Selected passage
+++++

The process of communicating within the confines of an aircraft, 36,000 feet above sea level, is a classic case study for demonstrating communication success and failure stories. Hence, I take into my classroom a plethora of examples from my vast experience of flying, curiosity to observe the exchanges between passengers and crew and from my candid conversations in the pantry with the crew on long-haul flights.

Crisis communication, conflict communication, communication about the airline company’s vision itself, non-verbal communication, negotiation, communication with diverse audiences, communication over food and drinks and the huge chasm it can create in the confines of an aircraft when people are hungry, cranky, claustrophobic, yet stick to their religious and cultural preferences as though their life depended on it – there are case studies galore in areas of organizational communication, corporate communication, managing people, and so on – with the aircraft itself serving as a macrocosm.

Reflecting national identity and pride

Let me begin with the national carrier – now a thing of the past – Air India. On a return flight from Milan to New Delhi, in 2015, we had the most harrowing experience – I say this because we ended up feeling embarrassed by a rude passenger and felt sorry for the crew. An irate passenger, travelling with his two male friends, demanded he be served whiskey, when politely informed that they were serving only beer, he burst forth in Hindi – “You are insulting India by not serving whiskey and serving a pittance of beer.” To which the male steward proudly retorted in Hindi – “You, my dear sir, are sitting in an international carrier and insulting your Motherland”. Our chests burst with pride, as we felt like giving the crew member a standing ovation. He went ahead and took a firm stand, informing the female flight attendants not to serve this ill-behaved passenger any alcohol. To counter this, our Indian passenger, ordered glasses full of beer through his co-passenger friend and got himself very drunk, causing us to squirm in our seats. When he alighted at Delhi, he raised his fist at the smiling steward warning him in Hindi “I got to know your caste, from your surname on your lapel, I will look after you once I alight.”

At the international airport in Incheon (Seoul), our Singapore Airways ground hostesses, would not stop bowing and making courtesies to her reporting manager at the gate, despite a huge line waiting for clearance into a connecting flight. She appeared worried and concerned about her hierarchical customaries, about pleasing her boss, despite donning the uniform of an international carrier. On the Singapore Airlines flight enroute Singapore to Incheon, there appeared a confrontation (predominantly non-verbal) between a young female air hostess and a senior male crew member. When the former strapped herself to her seat for landing, we could see her containing her tears with the utmost effort as she sat facing rows of passengers.

+++++

A block of data

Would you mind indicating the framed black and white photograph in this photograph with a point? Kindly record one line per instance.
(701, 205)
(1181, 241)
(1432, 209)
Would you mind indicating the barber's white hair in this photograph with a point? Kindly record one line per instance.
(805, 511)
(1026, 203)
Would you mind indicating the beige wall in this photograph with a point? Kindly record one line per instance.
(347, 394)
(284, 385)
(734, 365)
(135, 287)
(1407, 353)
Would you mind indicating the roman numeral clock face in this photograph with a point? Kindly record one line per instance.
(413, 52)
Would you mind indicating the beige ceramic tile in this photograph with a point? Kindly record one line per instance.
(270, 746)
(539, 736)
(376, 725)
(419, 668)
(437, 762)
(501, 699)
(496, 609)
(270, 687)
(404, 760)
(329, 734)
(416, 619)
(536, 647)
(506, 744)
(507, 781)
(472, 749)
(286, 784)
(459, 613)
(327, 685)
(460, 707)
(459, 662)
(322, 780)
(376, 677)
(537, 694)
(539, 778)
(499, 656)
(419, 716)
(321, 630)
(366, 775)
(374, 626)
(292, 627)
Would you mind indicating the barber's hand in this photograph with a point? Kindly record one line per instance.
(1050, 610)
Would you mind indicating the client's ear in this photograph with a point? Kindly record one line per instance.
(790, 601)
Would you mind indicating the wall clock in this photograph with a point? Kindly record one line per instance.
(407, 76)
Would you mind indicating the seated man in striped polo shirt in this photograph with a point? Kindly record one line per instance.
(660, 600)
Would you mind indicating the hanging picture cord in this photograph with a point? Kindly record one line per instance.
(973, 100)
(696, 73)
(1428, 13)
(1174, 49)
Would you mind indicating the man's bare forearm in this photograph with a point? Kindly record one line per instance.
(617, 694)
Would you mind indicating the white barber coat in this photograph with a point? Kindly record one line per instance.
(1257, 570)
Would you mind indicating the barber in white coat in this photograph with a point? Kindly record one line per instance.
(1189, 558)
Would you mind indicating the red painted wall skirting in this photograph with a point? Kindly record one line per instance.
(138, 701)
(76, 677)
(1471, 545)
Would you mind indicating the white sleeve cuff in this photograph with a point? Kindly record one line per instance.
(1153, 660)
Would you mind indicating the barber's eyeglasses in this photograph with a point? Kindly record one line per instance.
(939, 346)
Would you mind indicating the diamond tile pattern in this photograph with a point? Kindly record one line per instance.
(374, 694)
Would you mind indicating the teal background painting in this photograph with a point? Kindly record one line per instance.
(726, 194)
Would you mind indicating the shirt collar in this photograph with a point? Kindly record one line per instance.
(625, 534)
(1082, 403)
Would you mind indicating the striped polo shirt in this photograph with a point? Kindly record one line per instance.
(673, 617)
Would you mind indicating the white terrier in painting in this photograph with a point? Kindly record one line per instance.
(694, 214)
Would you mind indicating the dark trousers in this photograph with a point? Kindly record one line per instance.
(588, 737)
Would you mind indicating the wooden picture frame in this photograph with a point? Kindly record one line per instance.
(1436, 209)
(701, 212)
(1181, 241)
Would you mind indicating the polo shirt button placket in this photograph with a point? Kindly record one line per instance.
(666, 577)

+++++

What to work on
**A)** In the passage on communication aboard aircraft, what did the male steward tell the female flight attendants about the rude passenger?
**B)** Retype the passage on communication aboard aircraft, everything from "The process of" down to "on long-haul flights.".
**C)** Write what comes next in the passage on communication aboard aircraft, picking up right after its final sentence.

Outputs
**A)** He told them not to serve the ill-behaved passenger any alcohol.

**B)**
The process of communicating within the confines of an aircraft, 36,000 feet above sea level, is a classic case study for demonstrating communication success and failure stories. Hence, I take into my classroom a plethora of examples from my vast experience of flying, curiosity to observe the exchanges between passengers and crew and from my candid conversations in the pantry with the crew on long-haul flights.

**C)**
In the US, the Southwest Airlines (they have an amazing nutsaboutsouthwestblog that shows an inside-out approach to communication) is breezy and chatty about their attitude on the ground and up in the air. The ground hostess while announcing the departure of my flight from Los Angeles to Portland, said this – “we are leaving in 15 minutes, if you want to hop on, do so, else lounge around in the city of angels and we will see you tomorrow.” On the flight as well, the air hostess and in-flight announcements by the captain were witty and wasted on the passengers – who didn’t mind this attitude and preferred to be left to their own devices.

Irrespective of how international airlines claim to be, the communication they adopt, reflects the culture of the nation the airline predominantly belongs. Hence when the pilot of a low-cost airline took off from an airport in Leicester with my suitcases to Dublin, and I confronted the ground hostess with this information, she gave me the stiff upper lip and a snarled eyebrow gaze back, and without mincing words, informed the pilot to offload my suitcase, but refused to let me get on that aircraft.

As airlines take off and get grounded, as investors launch companies and sell them away, as the aviation sector struggles to find the ideal hovering position, what remains unchanged up in the air, is a constant working and re-working of the communication process between humans, who are confined into a highly pressurized cabin, with no scope to jump off, and must therefore gather their wits about them to make the most of the journey, while communicating effectively.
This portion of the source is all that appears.